Sobre el ejercicio: Según el pasaje sobre el destierro de Basilio, ¿con qué hirió Dios al hijo del emperador?

Pasaje dado:
Otro incidente no es menos importante que los que he mencionado. Los malvados resultaron victoriosos, y el decreto del destierro de Basilio fue firmado, para plena satisfacción de quienes lo promovieron. La noche había llegado, el carro estaba listo, nuestros enemigos estaban exultantes, los piadosos, desesperados, rodeamos al viajero celoso, a cuya honorable desgracia nada le faltaba. ¿Qué siguió? Esto mismo: que Dios lo deshizo, pues Aquel que hirió al primogénito de Egipto (Ex 12,29) por su dureza hacia Israel, también hirió al hijo del emperador con una enfermedad. ¡Cuánta rapidez! Allí estaba la sentencia de destierro, aquí el decreto de enfermedad: la mano del malvado escriba fue refrenada, y el santo fue preservado, y el hombre de piedad nos fue presentado, por la fiebre que hizo reflexionar sobre la arrogancia del emperador. ¿Qué podría ser más justo o más rápido que esto? Esta fue la serie de eventos. El hijo del emperador estaba enfermo y con dolores corporales. El padre estaba dolido por ello, pues ¿qué podía hacer el padre? Por todas partes buscó ayuda en su aflicción, convocó a los mejores médicos, se dedicó a interceder con el mayor fervor y se arrojó al suelo. La aflicción humilla incluso a los emperadores, y no es de extrañar, pues sufrimientos similares a los de David en el caso de su hijo están registrados para nosotros (2Sm 12,16). Como no se pudo encontrar cura para el mal en ninguna parte, recurrió a la fe de Basilio, no llamándolo personalmente (avergonzado por su reciente maltrato) sino confiando la misión a otros de sus amigos más cercanos y queridos. A su llegada, sin la demora o reticencia que cualquier otra persona podría haber mostrado, de inmediato la enfermedad mejoró, y el padre abrigaba mejores esperanzas. Si no hubiera mezclado agua salada con agua dulce, confiando en el heterodoxo al mismo tiempo que llamaba a Basilio, el niño habría recuperado la salud y habría sido preservado para los brazos de su padre. Ésta era, en efecto, la convicción de quienes estaban presentes en ese momento y compartieron la angustia.

Sección de datos:
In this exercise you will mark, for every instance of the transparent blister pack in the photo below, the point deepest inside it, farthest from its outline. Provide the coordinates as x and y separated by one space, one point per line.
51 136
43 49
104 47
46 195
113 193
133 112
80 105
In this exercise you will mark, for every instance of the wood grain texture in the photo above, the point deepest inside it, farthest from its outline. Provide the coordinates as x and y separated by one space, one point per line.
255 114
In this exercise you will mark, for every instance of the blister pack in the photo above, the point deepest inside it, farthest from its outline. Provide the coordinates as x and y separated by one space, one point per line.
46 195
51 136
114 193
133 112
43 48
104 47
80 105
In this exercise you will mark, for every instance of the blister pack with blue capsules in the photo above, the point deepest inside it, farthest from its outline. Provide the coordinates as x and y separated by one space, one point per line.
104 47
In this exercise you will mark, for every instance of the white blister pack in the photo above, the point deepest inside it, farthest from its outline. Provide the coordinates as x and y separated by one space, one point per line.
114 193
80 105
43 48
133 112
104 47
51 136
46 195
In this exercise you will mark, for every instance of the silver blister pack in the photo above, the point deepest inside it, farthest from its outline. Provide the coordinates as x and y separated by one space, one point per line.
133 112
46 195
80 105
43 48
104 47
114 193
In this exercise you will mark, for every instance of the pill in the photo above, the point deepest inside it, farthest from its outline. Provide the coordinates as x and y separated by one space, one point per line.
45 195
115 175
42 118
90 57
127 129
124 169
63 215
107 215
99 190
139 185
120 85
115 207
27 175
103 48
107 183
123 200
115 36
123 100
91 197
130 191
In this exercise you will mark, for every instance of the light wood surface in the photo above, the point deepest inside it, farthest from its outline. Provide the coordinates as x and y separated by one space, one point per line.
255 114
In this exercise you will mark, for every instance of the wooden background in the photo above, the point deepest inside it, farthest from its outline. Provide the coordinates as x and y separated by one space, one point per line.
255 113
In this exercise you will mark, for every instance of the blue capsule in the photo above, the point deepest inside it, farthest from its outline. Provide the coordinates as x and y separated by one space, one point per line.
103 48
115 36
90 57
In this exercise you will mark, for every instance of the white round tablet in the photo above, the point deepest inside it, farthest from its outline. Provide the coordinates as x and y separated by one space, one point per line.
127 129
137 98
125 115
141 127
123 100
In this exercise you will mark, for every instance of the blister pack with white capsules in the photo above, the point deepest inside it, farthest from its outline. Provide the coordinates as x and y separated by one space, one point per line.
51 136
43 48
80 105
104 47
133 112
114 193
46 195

Solución del ejercicio: Con una enfermedad.